What needs to be done
Copy the listing below from its first line through the line containing "top-left (71, 566), bottom-right (108, 599)", offsetting each bounding box coordinate by adding 30 to it. Leave all other lines, including the coordinates in the output format lines, unchanged.

Material to process
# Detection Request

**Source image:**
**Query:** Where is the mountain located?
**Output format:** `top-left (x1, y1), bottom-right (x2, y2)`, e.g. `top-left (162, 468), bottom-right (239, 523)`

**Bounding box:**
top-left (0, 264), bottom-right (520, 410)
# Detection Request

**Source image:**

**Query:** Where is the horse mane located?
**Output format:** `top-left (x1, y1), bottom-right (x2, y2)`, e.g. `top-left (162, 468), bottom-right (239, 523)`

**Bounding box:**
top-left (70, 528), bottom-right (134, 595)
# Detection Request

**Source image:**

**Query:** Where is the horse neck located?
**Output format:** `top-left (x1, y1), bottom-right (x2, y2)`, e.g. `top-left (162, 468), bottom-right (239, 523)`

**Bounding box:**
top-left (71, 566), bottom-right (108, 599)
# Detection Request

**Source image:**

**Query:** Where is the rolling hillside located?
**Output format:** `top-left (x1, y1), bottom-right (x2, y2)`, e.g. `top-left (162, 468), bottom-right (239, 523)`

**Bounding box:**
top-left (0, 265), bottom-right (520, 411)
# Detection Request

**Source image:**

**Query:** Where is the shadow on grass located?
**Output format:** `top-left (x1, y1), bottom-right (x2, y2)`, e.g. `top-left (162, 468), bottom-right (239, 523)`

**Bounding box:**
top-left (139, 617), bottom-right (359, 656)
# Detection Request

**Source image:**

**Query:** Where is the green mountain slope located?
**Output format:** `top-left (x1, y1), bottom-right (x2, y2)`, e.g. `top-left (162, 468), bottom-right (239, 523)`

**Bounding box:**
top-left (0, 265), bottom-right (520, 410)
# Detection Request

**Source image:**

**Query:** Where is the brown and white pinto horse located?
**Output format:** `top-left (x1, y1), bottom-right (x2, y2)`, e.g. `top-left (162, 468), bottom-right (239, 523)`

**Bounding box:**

Correct output
# Detection Request

**Source image:**
**Query:** Where is the mountain located?
**Output format:** `top-left (x1, y1), bottom-right (x2, y2)`, e.g. `top-left (162, 468), bottom-right (239, 523)`

**Bounding box:**
top-left (30, 294), bottom-right (550, 440)
# Detection Request

**Source image:**

**Query:** Where is the horse mane located?
**Output format:** `top-left (x1, y1), bottom-right (x2, y2)`, e.g. `top-left (162, 468), bottom-right (239, 523)`

**Bounding box:**
top-left (100, 558), bottom-right (164, 625)
# Detection Request

**Source image:**

**Query:** Where is the horse neck located?
**Output format:** `top-left (x1, y1), bottom-right (x2, y2)`, e.g. `top-left (162, 468), bottom-right (239, 523)`

**Bounding box:**
top-left (101, 596), bottom-right (138, 629)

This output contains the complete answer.